Collected data entries:
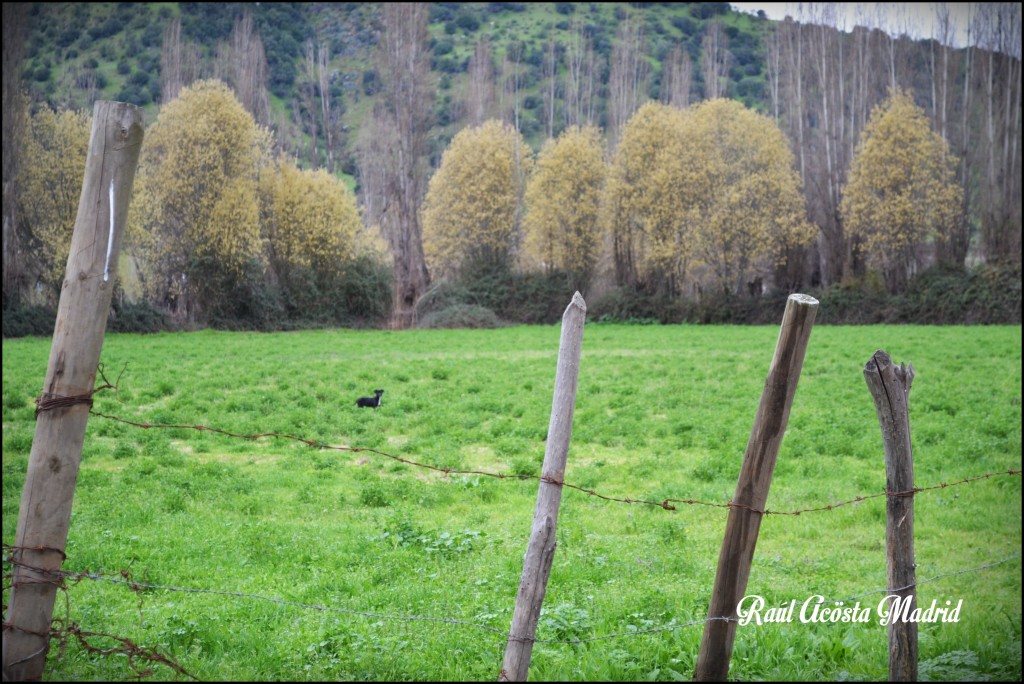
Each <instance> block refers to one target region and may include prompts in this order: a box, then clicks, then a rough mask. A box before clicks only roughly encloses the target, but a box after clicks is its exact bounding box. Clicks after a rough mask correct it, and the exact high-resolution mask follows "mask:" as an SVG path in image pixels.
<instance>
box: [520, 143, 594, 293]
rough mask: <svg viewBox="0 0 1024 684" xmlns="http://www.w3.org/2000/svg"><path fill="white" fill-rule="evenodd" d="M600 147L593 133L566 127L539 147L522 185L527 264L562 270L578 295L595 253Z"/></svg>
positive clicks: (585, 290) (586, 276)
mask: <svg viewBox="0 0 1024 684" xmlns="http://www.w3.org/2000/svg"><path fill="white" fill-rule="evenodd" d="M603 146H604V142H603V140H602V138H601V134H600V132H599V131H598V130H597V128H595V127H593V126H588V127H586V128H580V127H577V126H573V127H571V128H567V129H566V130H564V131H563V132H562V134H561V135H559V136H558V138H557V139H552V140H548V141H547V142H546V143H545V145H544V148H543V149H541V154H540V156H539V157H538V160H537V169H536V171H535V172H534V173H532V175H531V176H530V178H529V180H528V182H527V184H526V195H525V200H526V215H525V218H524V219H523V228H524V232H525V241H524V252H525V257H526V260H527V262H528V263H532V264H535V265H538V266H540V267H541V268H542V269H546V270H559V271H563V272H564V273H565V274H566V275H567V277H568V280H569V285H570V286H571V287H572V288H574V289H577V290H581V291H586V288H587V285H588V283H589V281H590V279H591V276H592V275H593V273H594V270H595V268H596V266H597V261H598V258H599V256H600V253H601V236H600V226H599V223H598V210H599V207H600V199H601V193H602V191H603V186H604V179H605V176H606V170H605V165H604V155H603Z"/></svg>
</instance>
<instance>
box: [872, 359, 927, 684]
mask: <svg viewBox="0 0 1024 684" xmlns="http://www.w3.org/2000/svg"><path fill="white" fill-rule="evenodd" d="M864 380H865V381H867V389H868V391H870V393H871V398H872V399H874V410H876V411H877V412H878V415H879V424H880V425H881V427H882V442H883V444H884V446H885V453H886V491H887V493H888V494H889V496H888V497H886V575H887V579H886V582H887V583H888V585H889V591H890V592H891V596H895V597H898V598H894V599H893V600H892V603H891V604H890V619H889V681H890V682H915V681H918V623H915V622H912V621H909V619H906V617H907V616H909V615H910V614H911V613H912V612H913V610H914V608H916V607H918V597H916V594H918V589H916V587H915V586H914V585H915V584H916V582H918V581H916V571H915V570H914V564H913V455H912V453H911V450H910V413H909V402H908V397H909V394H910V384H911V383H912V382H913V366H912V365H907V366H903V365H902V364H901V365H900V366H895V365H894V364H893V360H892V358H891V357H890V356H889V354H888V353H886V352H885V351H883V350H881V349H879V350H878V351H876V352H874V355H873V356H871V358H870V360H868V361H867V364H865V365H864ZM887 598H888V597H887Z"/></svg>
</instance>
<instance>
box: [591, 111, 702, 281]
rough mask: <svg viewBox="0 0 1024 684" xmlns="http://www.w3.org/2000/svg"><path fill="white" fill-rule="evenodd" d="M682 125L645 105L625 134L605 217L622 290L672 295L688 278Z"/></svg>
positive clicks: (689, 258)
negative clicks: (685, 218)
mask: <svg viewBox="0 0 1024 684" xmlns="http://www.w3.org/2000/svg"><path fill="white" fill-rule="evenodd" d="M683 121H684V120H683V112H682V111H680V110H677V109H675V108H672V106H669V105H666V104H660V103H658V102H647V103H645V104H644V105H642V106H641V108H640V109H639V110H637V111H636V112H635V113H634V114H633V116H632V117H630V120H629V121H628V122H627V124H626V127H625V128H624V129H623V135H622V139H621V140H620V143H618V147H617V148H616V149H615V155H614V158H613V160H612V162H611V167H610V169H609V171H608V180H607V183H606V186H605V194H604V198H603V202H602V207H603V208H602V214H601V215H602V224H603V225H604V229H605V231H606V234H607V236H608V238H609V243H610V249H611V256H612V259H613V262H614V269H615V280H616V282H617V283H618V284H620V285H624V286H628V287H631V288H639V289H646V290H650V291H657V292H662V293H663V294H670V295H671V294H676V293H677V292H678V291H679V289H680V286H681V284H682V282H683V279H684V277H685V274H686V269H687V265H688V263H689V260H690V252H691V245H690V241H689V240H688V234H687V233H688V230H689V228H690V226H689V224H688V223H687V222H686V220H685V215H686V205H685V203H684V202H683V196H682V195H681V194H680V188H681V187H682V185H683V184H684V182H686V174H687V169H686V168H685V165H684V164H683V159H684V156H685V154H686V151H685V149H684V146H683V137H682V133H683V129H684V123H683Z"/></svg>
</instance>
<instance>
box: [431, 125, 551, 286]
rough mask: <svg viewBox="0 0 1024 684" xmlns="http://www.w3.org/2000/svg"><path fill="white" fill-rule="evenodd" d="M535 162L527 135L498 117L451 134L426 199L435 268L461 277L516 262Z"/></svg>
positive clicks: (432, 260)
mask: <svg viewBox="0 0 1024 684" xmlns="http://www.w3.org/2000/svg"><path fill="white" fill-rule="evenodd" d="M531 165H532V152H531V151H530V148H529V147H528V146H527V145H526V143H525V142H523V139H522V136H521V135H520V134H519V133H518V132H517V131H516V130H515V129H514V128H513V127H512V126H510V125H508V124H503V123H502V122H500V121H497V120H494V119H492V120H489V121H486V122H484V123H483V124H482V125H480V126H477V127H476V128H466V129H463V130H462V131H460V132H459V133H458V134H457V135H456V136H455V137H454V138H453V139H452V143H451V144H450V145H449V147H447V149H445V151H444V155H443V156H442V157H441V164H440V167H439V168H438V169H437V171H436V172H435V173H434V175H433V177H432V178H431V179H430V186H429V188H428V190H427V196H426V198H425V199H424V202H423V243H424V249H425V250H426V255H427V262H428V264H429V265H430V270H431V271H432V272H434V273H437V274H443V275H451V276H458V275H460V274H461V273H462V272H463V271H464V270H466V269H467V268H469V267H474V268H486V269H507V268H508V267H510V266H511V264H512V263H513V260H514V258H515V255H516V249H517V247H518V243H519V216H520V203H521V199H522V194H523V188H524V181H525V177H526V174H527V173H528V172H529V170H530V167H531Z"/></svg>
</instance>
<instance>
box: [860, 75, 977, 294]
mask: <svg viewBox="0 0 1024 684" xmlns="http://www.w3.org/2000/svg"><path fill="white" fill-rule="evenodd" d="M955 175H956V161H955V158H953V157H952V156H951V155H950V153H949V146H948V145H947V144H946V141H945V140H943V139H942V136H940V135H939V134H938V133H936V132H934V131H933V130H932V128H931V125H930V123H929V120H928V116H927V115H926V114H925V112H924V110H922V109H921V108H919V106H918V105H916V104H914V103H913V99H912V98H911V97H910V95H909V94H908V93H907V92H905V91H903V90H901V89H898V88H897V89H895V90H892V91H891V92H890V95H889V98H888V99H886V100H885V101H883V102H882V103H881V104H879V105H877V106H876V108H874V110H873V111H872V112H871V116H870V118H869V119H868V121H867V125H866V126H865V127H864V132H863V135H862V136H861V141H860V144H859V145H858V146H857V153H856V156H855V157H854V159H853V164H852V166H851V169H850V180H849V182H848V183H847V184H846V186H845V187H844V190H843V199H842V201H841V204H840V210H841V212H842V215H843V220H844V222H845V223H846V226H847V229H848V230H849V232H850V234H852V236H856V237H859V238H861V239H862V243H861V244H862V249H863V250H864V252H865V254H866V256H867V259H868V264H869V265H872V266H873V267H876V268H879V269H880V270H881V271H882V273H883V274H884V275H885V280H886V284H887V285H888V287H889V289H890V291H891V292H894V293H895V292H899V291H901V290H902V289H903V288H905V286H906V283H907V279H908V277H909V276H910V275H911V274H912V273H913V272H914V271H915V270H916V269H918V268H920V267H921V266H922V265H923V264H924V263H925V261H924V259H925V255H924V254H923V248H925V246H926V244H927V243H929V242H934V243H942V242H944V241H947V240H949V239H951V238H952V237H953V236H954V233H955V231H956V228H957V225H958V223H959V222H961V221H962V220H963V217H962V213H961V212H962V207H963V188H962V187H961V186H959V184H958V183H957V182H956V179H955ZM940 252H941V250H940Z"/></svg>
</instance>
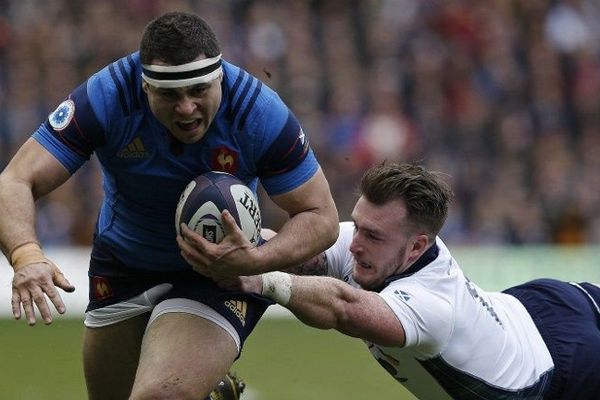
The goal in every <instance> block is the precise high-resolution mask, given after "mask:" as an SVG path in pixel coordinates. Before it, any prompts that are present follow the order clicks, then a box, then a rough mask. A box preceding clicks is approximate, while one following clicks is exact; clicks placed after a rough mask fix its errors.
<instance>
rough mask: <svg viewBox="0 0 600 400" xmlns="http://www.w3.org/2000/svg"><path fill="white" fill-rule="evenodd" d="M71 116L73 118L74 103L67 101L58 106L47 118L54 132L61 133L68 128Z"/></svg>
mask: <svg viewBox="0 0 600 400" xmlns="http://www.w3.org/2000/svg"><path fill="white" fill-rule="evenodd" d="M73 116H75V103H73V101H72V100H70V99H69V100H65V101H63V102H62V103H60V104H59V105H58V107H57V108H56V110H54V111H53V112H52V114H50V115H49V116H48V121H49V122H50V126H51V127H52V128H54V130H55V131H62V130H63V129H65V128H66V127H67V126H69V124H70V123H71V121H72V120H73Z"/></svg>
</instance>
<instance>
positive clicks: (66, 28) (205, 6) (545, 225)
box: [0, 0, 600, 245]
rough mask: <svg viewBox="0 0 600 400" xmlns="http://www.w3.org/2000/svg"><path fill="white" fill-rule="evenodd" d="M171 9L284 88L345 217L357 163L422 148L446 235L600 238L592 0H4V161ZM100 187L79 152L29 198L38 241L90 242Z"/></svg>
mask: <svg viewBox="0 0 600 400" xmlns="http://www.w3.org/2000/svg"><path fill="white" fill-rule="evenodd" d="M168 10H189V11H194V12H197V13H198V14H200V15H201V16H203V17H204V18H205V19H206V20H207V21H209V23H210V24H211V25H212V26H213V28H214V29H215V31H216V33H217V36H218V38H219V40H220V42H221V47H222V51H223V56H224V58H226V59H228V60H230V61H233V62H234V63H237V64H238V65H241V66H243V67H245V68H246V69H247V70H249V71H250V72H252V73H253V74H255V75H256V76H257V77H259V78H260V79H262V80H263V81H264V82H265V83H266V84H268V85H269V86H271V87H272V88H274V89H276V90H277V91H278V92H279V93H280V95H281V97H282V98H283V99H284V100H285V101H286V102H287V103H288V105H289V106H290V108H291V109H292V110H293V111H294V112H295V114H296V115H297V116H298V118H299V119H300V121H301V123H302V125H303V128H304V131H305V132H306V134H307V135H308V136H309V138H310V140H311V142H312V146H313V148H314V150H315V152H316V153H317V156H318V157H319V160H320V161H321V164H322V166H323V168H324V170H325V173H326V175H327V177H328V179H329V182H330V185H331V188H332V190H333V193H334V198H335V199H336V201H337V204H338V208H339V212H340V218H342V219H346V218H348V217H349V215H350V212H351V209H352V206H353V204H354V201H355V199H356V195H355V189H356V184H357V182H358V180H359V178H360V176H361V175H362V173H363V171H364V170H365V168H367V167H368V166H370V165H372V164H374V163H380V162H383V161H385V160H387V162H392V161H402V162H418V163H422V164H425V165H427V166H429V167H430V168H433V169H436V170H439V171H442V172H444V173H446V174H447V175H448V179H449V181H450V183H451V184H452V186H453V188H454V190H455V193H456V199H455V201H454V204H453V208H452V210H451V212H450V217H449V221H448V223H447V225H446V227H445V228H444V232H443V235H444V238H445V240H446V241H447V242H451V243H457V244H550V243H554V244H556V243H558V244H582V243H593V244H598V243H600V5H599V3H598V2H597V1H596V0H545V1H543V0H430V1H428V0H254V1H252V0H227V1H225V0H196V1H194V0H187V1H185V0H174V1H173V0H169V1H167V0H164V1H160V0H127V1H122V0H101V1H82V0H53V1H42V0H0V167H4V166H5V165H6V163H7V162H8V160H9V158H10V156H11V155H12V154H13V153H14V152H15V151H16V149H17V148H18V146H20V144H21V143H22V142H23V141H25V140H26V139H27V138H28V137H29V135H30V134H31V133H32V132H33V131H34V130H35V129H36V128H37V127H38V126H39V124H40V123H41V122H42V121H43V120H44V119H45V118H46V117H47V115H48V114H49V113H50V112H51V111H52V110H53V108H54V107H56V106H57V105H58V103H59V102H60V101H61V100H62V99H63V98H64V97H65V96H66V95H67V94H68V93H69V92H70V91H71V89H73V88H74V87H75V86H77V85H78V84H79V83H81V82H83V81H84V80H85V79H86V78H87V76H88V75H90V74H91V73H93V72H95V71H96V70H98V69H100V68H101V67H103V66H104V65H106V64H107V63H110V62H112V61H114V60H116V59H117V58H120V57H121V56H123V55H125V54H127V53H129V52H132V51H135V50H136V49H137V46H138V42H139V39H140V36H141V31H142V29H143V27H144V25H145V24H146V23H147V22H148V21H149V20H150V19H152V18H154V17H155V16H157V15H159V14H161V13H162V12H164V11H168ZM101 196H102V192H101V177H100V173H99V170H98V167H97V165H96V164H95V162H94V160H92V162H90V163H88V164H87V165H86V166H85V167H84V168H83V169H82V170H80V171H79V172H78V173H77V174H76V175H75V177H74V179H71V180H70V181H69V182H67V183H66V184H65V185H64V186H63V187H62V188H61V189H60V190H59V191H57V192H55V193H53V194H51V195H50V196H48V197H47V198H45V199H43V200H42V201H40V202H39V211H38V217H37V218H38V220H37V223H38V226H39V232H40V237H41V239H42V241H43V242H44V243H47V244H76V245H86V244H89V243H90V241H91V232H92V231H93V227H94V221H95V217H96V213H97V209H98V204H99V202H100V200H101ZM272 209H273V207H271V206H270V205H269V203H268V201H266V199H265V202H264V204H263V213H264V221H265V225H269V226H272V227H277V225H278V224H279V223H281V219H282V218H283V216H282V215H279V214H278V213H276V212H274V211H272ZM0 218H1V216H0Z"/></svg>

• _WHAT YOU WILL DO_
Report how many lines of the records contain the string "positive".

• _FINISHED TASK_
4